--- begin Text to read ---

Tags: ,

## Connect n ropes with minimum cost

There are given n ropes of different lengths, we need to connect these n ropes into one rope. The cost to connect two ropes is equal to the sum of their lengths. We need to connect the ropes with minimum cost.

For example, if there are 4 ropes of lengths 5, 2, 3 and 9. We can connect the ropes in the following way: First, connect the ropes of lengths 2 and 3, the cost of this connection is the sum of lengths of ropes which is 2 + 3 = 5. We are left with three ropes with lengths 5, 5 and 9. Next, connect the ropes of lengths 5 and 5. Cost of connection is 10. Total cost till now is 5 + 10 = 15. We have two ropes left with lengths 10 and 9. Finally, connect the last two ropes and all ropes have connected, Total Cost would be 15 + 19 = 34.

Another way of connecting ropes would be: connect ropes with length 5 and 9 first (we get three ropes of 3, 2 and 14), then connect 14 and 3, which gives us two ropes of lengths 17 and 2. Finally, we connect 19 and 2. Total cost in this way is 14 + 17 + 21 = 52. which is much higher than the optimal cost we had earlier.

### Minimum cost to connect n ropes: algorithm

When we were doing calculations in examples, did you notice one thing? Lengths of the ropes connected first are added subsequently in all the connections. For example, we connected ropes with length 2 and 3 in the first example, it gets added to next connect as part of rope with length 5, and again when we connect the ropes with lengths 15 and 9, 2 + 3 is already inside 15.

--- end Text to read ---

Reproduce the stretch from "For example, if" through "15 + 19 = 34." in the article on connecting ropes above, word for word.

--- begin Data lines ---

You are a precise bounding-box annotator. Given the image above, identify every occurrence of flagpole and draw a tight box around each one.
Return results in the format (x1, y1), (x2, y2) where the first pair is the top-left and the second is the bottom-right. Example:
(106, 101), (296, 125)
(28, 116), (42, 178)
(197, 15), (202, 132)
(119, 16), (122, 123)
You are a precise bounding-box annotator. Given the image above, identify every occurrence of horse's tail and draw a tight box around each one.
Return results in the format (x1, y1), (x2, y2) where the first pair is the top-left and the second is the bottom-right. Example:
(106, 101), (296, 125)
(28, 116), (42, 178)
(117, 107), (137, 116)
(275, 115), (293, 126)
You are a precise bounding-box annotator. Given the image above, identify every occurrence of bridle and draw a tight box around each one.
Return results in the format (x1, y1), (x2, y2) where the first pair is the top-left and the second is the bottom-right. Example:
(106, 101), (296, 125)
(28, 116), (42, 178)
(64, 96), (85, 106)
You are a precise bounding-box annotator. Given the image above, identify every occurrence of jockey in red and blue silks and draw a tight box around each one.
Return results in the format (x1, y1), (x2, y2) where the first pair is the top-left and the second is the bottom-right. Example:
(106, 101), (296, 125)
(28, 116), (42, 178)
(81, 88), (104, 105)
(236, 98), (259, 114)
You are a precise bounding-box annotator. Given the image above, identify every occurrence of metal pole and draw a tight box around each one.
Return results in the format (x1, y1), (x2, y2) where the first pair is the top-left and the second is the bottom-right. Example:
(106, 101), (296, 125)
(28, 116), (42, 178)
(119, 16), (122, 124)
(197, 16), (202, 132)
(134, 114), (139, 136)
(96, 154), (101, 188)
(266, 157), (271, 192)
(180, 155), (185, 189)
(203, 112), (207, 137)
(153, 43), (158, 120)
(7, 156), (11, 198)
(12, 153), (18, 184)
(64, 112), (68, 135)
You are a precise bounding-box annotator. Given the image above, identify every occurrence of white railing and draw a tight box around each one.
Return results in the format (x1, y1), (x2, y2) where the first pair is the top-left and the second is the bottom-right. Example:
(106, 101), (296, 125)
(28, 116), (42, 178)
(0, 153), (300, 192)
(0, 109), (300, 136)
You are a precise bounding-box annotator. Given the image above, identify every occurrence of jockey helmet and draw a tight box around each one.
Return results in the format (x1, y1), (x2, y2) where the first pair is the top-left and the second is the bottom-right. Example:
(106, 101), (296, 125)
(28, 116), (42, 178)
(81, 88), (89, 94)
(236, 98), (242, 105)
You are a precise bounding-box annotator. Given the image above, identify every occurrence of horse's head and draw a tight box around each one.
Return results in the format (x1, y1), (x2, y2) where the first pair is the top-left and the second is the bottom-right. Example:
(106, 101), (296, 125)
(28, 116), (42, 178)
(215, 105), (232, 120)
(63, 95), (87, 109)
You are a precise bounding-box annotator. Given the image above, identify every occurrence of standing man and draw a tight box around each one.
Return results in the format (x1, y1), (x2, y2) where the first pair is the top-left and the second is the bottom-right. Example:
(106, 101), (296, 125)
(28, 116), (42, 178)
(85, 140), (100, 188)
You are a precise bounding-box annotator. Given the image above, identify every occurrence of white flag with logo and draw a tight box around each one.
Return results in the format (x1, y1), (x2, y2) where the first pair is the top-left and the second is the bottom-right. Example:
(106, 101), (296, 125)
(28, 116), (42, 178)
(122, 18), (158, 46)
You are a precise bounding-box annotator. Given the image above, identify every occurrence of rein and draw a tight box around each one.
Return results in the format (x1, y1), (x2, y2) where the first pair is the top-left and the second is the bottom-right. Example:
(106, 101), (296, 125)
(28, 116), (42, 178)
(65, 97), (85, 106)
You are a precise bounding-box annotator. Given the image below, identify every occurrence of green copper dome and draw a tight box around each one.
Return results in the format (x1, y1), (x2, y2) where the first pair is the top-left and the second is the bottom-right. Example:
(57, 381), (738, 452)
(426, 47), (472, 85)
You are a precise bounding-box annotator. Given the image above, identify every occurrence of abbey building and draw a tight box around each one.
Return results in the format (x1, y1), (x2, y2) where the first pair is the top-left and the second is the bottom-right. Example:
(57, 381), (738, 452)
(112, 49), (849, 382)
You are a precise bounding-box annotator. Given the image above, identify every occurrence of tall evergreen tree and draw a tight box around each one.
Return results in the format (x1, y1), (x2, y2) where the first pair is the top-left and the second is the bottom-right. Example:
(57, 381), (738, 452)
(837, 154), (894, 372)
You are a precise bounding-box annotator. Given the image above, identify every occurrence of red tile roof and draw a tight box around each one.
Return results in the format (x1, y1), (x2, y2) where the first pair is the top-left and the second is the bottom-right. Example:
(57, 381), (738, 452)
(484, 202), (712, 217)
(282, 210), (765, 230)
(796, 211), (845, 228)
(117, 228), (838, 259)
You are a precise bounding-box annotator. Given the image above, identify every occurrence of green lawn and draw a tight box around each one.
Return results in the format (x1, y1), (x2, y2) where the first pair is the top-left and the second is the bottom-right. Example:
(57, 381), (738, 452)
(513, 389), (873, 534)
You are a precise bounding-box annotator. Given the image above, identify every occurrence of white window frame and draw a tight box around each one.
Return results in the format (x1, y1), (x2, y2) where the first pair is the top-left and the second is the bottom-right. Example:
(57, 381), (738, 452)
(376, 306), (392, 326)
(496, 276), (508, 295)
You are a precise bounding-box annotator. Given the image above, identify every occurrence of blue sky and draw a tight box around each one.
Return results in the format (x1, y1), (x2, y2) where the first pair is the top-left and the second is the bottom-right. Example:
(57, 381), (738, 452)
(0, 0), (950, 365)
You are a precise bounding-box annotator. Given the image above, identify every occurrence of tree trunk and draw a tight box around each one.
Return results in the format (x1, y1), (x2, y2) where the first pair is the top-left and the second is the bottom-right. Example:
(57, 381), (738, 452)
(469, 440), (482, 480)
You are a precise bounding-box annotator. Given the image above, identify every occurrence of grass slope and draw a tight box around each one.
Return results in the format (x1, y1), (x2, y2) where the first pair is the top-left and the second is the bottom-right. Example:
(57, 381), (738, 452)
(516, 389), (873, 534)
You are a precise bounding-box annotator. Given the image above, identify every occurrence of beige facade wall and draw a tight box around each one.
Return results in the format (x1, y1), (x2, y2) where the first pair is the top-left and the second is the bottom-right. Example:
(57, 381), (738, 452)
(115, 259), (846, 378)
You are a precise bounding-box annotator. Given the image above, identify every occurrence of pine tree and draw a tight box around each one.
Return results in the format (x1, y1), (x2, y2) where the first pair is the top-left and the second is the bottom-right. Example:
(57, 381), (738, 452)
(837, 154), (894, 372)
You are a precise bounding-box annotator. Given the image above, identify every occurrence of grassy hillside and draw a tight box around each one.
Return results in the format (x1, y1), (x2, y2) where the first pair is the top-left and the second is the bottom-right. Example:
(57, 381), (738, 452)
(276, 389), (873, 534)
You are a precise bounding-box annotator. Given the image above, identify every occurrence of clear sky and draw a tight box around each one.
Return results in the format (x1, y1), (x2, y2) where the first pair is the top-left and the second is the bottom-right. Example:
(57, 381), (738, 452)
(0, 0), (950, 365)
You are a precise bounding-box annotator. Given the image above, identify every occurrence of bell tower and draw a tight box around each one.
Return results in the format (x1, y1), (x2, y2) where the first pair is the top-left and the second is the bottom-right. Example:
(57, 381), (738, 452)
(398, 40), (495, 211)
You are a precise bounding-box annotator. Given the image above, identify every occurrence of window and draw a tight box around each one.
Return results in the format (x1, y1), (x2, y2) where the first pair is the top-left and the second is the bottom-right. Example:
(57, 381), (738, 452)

--- end Data lines ---

§ Finished answer:
For example, if there are 4 ropes of lengths 5, 2, 3 and 9. We can connect the ropes in the following way: First, connect the ropes of lengths 2 and 3, the cost of this connection is the sum of lengths of ropes which is 2 + 3 = 5. We are left with three ropes with lengths 5, 5 and 9. Next, connect the ropes of lengths 5 and 5. Cost of connection is 10. Total cost till now is 5 + 10 = 15. We have two ropes left with lengths 10 and 9. Finally, connect the last two ropes and all ropes have connected, Total Cost would be 15 + 19 = 34.